● SELECTED PASSAGE:
-- -- --

Simply defined, a data warehouse is a collection of data designed to support management
decision making. Data warehouses contain a wide variety of data that present a coherent
picture of business conditions at a single point in time. Typically, a data warehouse is
housed on an enterprise mainframe server. It is a central repository for all or
significant parts of the data that an enterprise's numerous business systems collect.
Data warehousing describes the process of defining, populating, and using a data
warehouse. Data warehousing emphasizes the capture of data from diverse sources for useful
analysis and access. Data from various transaction processing applications and other
sources is selectively extracted and organized on the data warehouse database for use by
analytical applications and user queries.
The operational systems of an enterprise (such as accounting, personnel, and payroll)
generate voluminous amounts of data. The high quality of the data is most important;
therefore, data undergoes extraction, cleansing, and transformation based on business
rules about its suitability. Then, this high quality data is loaded onto the data
warehouse database. When queried appropriately, this database generates business
intelligence -- the real power of data warehousing. Such business intelligence permits an
enterprise to discover what is going on and what is needed to improve. Learning to
systemize business processes that are effective means a better bottom line and
profitability. Data warehousing is a journey, not a destination because it initially must
be developed and then maintained as a system over time. This involves a continual process
of data retrieval, analyses, and discovery.

-- -- --

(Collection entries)
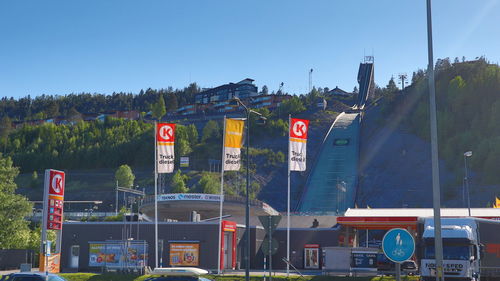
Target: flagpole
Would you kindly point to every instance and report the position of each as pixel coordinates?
(156, 197)
(288, 204)
(221, 196)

-- -- --

● TO DO:
- A) Reproduce the passage on data warehousing from "Data warehousing describes" up to and including "and user queries.".
- B) Write the next part of the passage on data warehousing, picking up after its final sentence.

● TASK RESPONSES:
- A)
Data warehousing describes the process of defining, populating, and using a data
warehouse. Data warehousing emphasizes the capture of data from diverse sources for useful
analysis and access. Data from various transaction processing applications and other
sources is selectively extracted and organized on the data warehouse database for use by
analytical applications and user queries.

- B)
Data warehousing is an ongoing process, not something that is built once and left to
run. Some best practices for data warehousing consist of the following:
Build organizational commitment while managing user expectations. This
translates into selecting the right sponsor from the business or IT side, securing
funding, and having an overall project driver (usually a technical person) responsible for
results. Data warehousing is about servicing users. Users need to understand the
functionality and performance capabilities for it. They need to realize that a prototype,
not a finished product is the initial deliverable with improved releases to follow.
Think big, but deliver incrementally and often. Balance business benefits and
technical risks to reduce financial risk. Data warehousing is a process that can initially
take from 6-to-9 months for its first release. Components of the first release are: data
warehouse strategy and vision, release plan, technical architecture, requirements
analysis, design, prototype, development, deployment, and benefit assessment. The second
revision can take another 4-to-6 months and reiteratively improves upon requirements
analysis, design, prototype, development, deployment, and benefits assessment. Successive
releases executed in the same manner allow for a smooth growth in the integration of data
and subsequent incremental benefits enjoyed.
Avoid "data dumping" while modeling the business and preventing
analysis paralysis. Business intelligence is only as good as the data it is predicated
upon so ample attention needs to go into data cleansing and transformation. Bad data in
means bad data out. A dynamic business model should consider the following:
Business Goals/Objectives -- Where does the organization want or need
to be?
Business Area/Function -- What functional areas impact meeting the
organization's goals/objectives?
Improvement Opportunity -- What opportunities exist to improve the way
business is done?
Knowledge/Information -- What questions must the organization be able
to answer to improve?
Data -- What data supports answering those questions and how can it be
organized for service optimization?
Use joint application design (JAD) for building consensus-based requirements.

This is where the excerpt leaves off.